[RECORDS SUPPLIED Boundary: Start]

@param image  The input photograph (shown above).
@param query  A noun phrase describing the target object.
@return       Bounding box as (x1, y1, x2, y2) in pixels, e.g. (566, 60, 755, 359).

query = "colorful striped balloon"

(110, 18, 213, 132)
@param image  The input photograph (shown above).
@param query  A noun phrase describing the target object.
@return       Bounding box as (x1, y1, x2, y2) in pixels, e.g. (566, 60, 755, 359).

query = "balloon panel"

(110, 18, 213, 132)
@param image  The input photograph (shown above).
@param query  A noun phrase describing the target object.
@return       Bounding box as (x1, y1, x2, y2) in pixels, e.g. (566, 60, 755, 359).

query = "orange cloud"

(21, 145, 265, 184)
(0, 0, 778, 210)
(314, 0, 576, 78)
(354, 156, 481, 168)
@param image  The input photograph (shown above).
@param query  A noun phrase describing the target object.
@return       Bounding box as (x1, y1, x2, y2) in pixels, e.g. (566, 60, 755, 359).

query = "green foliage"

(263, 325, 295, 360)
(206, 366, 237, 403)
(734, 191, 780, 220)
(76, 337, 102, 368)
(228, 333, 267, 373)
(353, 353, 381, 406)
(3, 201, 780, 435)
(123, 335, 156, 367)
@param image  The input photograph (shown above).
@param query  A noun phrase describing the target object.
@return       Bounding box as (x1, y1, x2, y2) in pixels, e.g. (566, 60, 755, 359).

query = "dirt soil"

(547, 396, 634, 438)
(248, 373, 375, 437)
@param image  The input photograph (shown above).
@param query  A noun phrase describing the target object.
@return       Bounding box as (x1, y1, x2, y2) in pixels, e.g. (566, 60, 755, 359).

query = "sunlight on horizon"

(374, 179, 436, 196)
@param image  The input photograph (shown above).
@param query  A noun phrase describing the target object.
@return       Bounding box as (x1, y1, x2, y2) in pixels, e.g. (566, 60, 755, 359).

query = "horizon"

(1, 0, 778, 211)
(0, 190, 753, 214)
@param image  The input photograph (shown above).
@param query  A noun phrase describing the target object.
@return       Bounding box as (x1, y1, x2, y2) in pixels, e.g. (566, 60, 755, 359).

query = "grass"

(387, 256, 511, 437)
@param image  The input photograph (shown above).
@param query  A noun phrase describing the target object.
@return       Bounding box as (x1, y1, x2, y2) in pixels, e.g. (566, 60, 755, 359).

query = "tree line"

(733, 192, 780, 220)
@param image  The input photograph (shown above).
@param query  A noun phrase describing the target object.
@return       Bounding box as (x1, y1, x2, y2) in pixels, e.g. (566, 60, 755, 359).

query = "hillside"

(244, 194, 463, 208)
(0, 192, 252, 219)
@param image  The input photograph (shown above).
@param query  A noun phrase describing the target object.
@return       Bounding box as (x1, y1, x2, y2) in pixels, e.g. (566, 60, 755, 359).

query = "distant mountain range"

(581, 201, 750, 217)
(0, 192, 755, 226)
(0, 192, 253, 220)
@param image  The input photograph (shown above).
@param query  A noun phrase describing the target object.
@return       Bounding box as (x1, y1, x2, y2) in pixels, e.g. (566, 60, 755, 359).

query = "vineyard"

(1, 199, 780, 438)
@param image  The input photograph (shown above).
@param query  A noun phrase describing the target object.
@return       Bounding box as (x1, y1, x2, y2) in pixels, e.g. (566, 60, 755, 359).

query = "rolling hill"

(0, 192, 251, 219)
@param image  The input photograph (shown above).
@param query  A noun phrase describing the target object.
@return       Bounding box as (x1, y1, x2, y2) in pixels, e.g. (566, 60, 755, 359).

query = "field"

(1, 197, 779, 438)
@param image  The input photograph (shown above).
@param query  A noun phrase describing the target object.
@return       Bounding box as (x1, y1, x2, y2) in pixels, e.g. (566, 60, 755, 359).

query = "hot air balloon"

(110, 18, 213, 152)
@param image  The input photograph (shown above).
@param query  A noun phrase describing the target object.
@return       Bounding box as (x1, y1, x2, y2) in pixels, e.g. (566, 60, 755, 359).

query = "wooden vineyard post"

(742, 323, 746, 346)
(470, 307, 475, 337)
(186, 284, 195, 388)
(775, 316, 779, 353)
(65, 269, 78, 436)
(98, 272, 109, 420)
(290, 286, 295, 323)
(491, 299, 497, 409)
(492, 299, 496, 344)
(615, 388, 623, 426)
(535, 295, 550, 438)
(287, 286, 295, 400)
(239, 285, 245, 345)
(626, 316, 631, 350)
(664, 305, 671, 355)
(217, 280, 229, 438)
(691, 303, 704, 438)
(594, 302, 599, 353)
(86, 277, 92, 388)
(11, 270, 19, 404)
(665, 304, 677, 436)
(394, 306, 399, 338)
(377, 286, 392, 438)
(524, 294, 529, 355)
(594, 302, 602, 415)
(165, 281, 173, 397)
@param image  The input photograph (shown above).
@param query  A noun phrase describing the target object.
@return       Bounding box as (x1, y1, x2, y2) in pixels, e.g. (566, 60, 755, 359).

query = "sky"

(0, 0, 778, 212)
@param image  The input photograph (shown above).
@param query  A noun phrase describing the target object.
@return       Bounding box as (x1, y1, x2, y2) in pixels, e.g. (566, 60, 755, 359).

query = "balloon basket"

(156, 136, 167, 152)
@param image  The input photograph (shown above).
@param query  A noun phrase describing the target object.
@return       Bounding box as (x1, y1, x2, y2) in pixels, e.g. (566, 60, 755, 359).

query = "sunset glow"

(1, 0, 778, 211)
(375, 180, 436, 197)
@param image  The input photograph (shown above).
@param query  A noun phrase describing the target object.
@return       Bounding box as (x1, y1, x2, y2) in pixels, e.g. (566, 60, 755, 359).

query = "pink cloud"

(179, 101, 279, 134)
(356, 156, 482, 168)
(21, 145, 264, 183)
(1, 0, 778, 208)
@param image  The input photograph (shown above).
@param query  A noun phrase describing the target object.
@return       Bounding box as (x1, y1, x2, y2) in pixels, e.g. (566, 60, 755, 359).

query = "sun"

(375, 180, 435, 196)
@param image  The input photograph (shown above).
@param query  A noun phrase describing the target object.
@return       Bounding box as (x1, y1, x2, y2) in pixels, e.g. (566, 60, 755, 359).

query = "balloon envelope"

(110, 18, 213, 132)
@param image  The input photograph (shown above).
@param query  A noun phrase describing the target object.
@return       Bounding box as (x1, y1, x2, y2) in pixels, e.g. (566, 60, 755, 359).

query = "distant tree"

[RECORDS SUPPLIED Boundary: End]

Each entry above is to be transcribed exactly as it was written.

SOLUTION TO THE EXERCISE:
@param image  The input photograph (shown above).
@param query  A noun phrase describing the target object.
@return       Bounding box as (x1, y1, x2, y2) in pixels, e.g. (566, 60, 755, 359).

query = "colorful striped balloon"

(110, 18, 213, 132)
@param image  The input photograph (shown above).
@param query  A noun phrase describing the target object.
@return       Bounding box as (x1, y1, x2, y2) in pixels, e.g. (566, 60, 755, 359).

query = "balloon panel"

(110, 18, 213, 132)
@param image  The input photograph (shown above).
@param query  A noun phrase describing the target object.
@return       Bounding box as (x1, y1, x2, y2) in pixels, e.g. (566, 60, 755, 359).

query = "orange cloud"

(21, 145, 265, 184)
(0, 0, 778, 210)
(314, 0, 576, 78)
(354, 156, 481, 168)
@param image  The input photograph (shown above).
@param query  A noun phrase describing the target object.
@return       Bounding box as (x1, y1, x2, y2) in pixels, e.g. (566, 60, 755, 359).

query = "green foliage"

(263, 325, 295, 360)
(206, 366, 237, 403)
(734, 191, 780, 220)
(76, 337, 102, 368)
(228, 333, 267, 373)
(353, 353, 381, 406)
(3, 201, 780, 435)
(123, 335, 156, 367)
@param image  The input photograph (shown above).
@param query  A noun phrase describing the target object.
@return       Bounding box as (x1, y1, x2, y2) in pixels, e.g. (566, 60, 755, 359).

query = "dirt soil"

(547, 396, 634, 438)
(248, 373, 375, 437)
@param image  The input photograph (shown above).
@param query  A noun phrase describing the target object.
@return       Bounding box as (x1, y1, x2, y2) in pixels, e.g. (566, 60, 755, 359).

query = "sunlight on horizon"

(374, 179, 436, 196)
@param image  The input photograph (shown above).
@param query  A noun phrase describing the target object.
@return       Bounding box as (x1, y1, x2, y2) in pixels, e.g. (566, 60, 755, 359).

query = "horizon"

(1, 0, 778, 211)
(0, 190, 753, 214)
@param image  The input photograph (shown above).
@param query  A noun phrase describing the target object.
@return       Bounding box as (x1, y1, x2, y2) in pixels, e.g. (566, 60, 755, 359).

query = "grass"

(387, 256, 511, 437)
@param image  The input photograph (shown above).
@param query  A noun phrase describing the target object.
@return       Bounding box as (x1, y1, x2, y2) in pixels, e.g. (566, 60, 755, 359).

query = "tree line"

(733, 192, 780, 220)
@param image  The input photograph (shown above).
@param query  A noun phrase describing the target object.
@return       Bounding box as (x1, y1, x2, y2) in pixels, e.g. (566, 60, 755, 359).

query = "hillside"

(244, 194, 463, 208)
(0, 192, 252, 219)
@param image  The input photograph (shown above).
@param query  A noun phrase describing the target object.
@return       Bounding box as (x1, y1, x2, y2) in pixels, e.g. (566, 60, 755, 359).

query = "distant mountain range"

(581, 201, 750, 217)
(0, 192, 755, 226)
(0, 192, 253, 220)
@param image  The input photograph (shown above).
@param query  A noun phrase describing the target object.
@return       Bounding box as (x1, y1, x2, y2) in pixels, e.g. (566, 60, 755, 359).

query = "vineyard"

(1, 199, 780, 438)
@param image  The input photograph (shown above).
@param query  A noun phrase describing the target object.
@return       Bounding box as (x1, y1, x2, y2) in pixels, e.g. (566, 60, 755, 359).

query = "rolling hill"

(0, 192, 251, 219)
@param image  The input photograph (shown above).
@param query  A noun phrase describing the target object.
@return       Bounding box as (x1, y1, x2, y2) in pixels, e.g. (566, 60, 755, 359).

query = "field"

(1, 197, 779, 438)
@param image  The input photograph (shown above).
@param query  A noun phrase describing the target object.
@return       Bounding box as (x1, y1, x2, y2) in pixels, e.g. (566, 60, 755, 359).

query = "hot air balloon"

(110, 18, 213, 152)
@param image  The input photograph (shown above).
@param query  A noun phrase describing the target object.
@return       Bounding box as (x1, y1, x2, y2) in pixels, e.g. (566, 60, 755, 359).

query = "wooden vineyard post"

(742, 323, 746, 346)
(470, 307, 475, 337)
(186, 284, 195, 388)
(775, 316, 779, 353)
(65, 269, 78, 436)
(98, 272, 109, 420)
(290, 286, 295, 323)
(491, 299, 497, 409)
(492, 299, 496, 344)
(615, 388, 623, 426)
(535, 295, 550, 438)
(287, 286, 295, 400)
(239, 285, 245, 345)
(626, 316, 631, 350)
(664, 305, 671, 355)
(217, 280, 229, 438)
(691, 303, 704, 438)
(594, 302, 599, 353)
(86, 277, 92, 388)
(11, 270, 19, 404)
(665, 304, 677, 436)
(394, 306, 399, 338)
(377, 286, 392, 438)
(524, 294, 529, 355)
(594, 302, 602, 415)
(165, 281, 173, 397)
@param image  The input photograph (shown above).
@param query  A noun phrase describing the target object.
@return       Bounding box as (x1, y1, x2, y2) in pixels, e.g. (566, 60, 755, 359).

query = "sky"

(0, 0, 778, 212)
@param image  The input photograph (shown above).
@param query  A noun phrase describing the target object.
@return       Bounding box as (x1, y1, x2, y2) in pixels, e.g. (566, 60, 755, 359).

query = "balloon basket"

(156, 136, 167, 152)
@param image  The input photograph (shown above).
@param query  A noun phrase describing the target object.
@return       Bounding box as (x1, y1, x2, y2) in pixels, e.g. (566, 60, 755, 359).

query = "sunset glow"

(1, 0, 778, 211)
(375, 180, 436, 197)
@param image  The input photograph (shown above).
@param query  A noun phrase describing the target object.
@return       Bounding box as (x1, y1, x2, y2) in pixels, e.g. (566, 60, 755, 359).

query = "pink cloud"

(179, 101, 279, 134)
(356, 156, 482, 168)
(21, 145, 264, 183)
(1, 0, 778, 208)
@param image  The input photograph (shown above).
@param query  A noun phrase describing the target object.
@return       Bounding box as (x1, y1, x2, y2) in pixels, e.g. (566, 60, 755, 359).

query = "sun"

(375, 180, 435, 196)
@param image  The input photograph (shown above).
@param query  A noun phrase describing the target object.
@return       Bounding box as (x1, y1, x2, y2) in pixels, e.g. (566, 60, 755, 359).

query = "balloon envelope"

(110, 18, 213, 132)
@param image  The input photograph (shown above).
@param query  A noun phrase describing the target object.
@return       Bounding box as (x1, y1, x2, y2) in pixels, e.g. (566, 60, 755, 359).

query = "distant tree"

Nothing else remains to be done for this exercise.